- The task
Reproduce the lines below word for word, starting with the line that contains "the decorative white" and continuing through the last line of the records.

Records excerpted from a collection:
········

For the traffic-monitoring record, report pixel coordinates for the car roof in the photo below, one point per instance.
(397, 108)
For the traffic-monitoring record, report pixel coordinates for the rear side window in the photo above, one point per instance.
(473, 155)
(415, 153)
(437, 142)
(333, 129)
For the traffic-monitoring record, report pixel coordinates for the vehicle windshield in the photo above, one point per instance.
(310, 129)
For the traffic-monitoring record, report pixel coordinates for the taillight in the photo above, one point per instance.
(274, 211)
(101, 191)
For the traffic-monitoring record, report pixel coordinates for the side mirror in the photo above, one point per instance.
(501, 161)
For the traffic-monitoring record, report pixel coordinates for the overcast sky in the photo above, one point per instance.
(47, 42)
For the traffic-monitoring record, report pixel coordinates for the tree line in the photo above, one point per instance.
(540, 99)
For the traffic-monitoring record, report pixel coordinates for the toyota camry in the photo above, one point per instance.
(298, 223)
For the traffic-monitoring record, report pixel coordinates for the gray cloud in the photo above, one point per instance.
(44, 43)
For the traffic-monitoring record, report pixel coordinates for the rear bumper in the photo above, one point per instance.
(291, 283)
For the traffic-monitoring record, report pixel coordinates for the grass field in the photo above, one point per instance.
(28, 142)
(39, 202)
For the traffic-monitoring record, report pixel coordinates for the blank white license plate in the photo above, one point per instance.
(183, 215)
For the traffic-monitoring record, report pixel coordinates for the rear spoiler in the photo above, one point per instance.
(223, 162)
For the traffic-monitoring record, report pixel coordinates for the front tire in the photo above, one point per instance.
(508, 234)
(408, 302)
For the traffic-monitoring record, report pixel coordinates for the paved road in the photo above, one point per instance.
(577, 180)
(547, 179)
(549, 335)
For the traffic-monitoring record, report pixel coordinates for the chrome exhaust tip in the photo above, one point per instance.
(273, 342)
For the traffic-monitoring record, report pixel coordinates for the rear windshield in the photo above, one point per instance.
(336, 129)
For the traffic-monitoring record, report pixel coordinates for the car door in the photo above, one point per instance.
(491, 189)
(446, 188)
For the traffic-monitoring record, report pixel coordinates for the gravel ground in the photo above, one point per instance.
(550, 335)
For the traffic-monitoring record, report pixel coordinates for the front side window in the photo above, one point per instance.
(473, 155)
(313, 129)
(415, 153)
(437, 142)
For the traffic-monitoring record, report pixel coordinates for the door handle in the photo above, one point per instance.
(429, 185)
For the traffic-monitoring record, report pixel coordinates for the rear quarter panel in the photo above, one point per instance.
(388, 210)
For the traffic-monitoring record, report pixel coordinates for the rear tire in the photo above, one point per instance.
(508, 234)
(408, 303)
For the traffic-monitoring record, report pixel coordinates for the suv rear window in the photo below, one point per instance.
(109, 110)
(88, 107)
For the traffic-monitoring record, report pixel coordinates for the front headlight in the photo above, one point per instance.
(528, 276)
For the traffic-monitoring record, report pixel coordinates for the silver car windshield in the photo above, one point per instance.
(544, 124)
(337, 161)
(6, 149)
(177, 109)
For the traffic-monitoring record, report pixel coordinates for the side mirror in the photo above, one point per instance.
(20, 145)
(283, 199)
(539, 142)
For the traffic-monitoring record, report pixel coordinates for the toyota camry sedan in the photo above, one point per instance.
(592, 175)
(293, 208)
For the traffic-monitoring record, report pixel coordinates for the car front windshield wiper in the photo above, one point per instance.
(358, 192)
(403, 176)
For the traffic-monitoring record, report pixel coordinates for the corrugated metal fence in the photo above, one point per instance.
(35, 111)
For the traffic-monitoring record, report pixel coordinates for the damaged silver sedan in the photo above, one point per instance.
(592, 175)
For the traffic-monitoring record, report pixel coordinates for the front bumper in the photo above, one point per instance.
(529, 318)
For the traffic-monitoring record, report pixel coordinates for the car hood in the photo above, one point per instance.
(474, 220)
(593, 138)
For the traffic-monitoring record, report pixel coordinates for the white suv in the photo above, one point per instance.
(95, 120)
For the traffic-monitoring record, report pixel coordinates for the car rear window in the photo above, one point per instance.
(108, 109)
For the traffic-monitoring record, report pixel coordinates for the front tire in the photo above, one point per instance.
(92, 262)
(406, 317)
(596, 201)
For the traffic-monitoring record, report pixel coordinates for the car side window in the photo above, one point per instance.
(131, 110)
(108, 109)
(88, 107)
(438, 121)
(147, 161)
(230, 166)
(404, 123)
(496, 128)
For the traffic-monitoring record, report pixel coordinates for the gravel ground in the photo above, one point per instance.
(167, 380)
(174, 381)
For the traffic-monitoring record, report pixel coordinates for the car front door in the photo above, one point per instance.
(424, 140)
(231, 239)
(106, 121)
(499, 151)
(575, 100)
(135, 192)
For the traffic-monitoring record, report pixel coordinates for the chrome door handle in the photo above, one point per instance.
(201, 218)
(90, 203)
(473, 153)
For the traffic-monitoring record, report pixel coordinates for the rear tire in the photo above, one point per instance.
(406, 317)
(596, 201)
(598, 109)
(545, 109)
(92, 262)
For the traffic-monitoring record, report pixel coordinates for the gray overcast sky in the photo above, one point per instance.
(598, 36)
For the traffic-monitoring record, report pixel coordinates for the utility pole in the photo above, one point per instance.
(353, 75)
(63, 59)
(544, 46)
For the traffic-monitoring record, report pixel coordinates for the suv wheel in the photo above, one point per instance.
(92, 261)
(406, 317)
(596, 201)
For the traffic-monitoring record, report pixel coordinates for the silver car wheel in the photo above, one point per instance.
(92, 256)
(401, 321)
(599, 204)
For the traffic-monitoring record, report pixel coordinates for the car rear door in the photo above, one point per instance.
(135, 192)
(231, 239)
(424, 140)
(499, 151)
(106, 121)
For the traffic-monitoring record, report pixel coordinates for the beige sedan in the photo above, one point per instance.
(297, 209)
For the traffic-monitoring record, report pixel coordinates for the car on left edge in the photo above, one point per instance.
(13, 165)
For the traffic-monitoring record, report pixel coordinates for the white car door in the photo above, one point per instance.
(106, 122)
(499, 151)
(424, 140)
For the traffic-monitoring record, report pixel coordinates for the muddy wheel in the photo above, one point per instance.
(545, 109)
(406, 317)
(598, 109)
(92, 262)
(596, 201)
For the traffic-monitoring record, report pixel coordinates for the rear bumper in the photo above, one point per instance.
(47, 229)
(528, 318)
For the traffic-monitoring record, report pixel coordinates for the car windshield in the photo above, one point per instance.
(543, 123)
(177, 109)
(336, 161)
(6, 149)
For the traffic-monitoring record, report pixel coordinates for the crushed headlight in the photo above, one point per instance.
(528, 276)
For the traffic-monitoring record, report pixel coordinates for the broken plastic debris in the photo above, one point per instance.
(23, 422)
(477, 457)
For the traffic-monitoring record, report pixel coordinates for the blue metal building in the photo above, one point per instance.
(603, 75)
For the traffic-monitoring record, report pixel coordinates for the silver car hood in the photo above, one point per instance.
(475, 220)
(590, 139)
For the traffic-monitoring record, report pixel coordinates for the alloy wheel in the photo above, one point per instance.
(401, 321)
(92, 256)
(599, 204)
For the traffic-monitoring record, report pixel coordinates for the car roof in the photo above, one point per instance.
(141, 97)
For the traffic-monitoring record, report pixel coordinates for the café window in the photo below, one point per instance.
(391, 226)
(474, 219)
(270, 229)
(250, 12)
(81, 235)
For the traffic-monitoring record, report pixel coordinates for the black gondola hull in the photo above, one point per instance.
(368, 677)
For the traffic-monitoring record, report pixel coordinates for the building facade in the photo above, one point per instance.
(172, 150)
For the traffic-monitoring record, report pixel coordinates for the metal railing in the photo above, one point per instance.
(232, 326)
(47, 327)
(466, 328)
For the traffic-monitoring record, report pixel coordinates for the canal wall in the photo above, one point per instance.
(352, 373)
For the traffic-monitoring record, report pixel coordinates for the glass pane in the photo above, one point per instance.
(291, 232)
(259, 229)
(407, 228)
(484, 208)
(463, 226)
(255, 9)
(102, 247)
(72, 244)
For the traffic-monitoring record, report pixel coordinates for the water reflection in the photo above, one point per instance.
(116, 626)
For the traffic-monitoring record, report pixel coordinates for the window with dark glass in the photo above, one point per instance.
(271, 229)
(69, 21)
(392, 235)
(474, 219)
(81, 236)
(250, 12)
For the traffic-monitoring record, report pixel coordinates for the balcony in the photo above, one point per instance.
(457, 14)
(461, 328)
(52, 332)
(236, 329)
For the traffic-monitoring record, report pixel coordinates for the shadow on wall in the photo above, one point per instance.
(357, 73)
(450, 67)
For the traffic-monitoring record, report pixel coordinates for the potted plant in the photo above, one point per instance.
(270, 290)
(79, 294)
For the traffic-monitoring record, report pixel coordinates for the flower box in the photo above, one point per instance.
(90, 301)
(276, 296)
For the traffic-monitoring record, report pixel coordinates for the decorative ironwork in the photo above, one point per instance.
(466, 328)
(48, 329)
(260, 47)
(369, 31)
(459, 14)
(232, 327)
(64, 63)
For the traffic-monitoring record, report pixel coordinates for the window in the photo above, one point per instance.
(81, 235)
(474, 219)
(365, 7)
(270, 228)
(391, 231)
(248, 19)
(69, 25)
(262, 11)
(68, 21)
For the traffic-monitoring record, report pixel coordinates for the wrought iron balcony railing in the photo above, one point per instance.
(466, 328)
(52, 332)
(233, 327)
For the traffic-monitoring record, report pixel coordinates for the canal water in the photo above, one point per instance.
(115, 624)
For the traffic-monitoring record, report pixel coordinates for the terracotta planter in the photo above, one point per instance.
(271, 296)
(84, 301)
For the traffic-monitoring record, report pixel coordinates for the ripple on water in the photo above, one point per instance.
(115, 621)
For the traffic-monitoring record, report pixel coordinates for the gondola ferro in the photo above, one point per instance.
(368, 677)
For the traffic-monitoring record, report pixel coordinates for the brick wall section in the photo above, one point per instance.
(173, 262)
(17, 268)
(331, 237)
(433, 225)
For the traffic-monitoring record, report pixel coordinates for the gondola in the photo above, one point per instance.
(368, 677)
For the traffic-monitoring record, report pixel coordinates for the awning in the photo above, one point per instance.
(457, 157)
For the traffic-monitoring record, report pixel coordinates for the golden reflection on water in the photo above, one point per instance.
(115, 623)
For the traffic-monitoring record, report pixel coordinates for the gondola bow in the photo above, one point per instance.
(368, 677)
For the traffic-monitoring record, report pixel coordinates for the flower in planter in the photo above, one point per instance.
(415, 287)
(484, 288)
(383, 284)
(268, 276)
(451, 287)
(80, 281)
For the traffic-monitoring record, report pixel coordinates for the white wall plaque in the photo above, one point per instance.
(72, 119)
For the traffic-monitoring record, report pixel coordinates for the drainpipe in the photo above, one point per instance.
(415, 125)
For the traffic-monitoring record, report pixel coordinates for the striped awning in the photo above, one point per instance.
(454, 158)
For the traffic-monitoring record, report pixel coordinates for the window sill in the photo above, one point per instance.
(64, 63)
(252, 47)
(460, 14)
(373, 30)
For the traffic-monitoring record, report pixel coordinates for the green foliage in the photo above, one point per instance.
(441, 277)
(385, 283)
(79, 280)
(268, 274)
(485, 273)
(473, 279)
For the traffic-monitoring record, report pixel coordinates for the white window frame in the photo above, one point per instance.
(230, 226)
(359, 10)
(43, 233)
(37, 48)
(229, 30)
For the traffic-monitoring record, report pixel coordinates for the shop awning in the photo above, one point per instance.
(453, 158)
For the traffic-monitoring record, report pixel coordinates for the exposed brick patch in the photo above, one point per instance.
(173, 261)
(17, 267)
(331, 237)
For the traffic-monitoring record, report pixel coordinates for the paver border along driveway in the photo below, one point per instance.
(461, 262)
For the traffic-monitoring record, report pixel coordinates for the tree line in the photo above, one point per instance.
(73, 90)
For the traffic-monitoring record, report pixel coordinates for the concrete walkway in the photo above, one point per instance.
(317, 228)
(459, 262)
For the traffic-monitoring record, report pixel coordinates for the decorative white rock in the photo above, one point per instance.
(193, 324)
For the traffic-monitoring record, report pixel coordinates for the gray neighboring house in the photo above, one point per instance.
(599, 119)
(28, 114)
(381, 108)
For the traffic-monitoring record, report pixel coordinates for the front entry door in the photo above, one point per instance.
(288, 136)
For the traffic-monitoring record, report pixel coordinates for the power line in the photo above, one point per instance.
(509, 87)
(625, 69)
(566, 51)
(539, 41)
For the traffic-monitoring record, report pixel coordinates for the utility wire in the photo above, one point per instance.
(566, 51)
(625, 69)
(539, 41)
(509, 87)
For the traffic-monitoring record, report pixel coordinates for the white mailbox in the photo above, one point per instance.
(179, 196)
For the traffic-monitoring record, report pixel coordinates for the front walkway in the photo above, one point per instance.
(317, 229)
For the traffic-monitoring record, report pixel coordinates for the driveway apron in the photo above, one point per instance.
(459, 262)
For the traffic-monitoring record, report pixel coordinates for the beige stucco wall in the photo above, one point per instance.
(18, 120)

········

- Exercise response
For the traffic-monitoring record, report pixel coordinates for the decorative white rock in the photo above, one point per instance.
(193, 324)
For the traffic-monitoring record, report pixel coordinates for the gray neighboring house in the photo above, one point per instance.
(599, 119)
(28, 114)
(381, 108)
For the traffic-monitoring record, report pixel coordinates for the front entry door in the photo above, one point per instance.
(288, 136)
For the traffic-monitoring record, report pixel coordinates for the power line in the photo above, one point per instance.
(509, 87)
(625, 69)
(566, 51)
(539, 41)
For the traffic-monitoring record, report pixel coordinates for the utility wire in the photo above, one point per instance.
(566, 51)
(625, 69)
(539, 41)
(509, 87)
For the traffic-monitoring record, report pixel coordinates for the white mailbox in the photo above, one point per instance.
(179, 196)
For the traffic-monitoring record, report pixel coordinates for the front walkway in the photo above, one point per instance.
(317, 229)
For the traffic-monitoring record, report pixel coordinates for the driveway apron in the photo above, one point per instance.
(459, 262)
For the traffic-monitoring record, report pixel coordinates for the beige stucco wall in the photo above, one point per instance.
(18, 120)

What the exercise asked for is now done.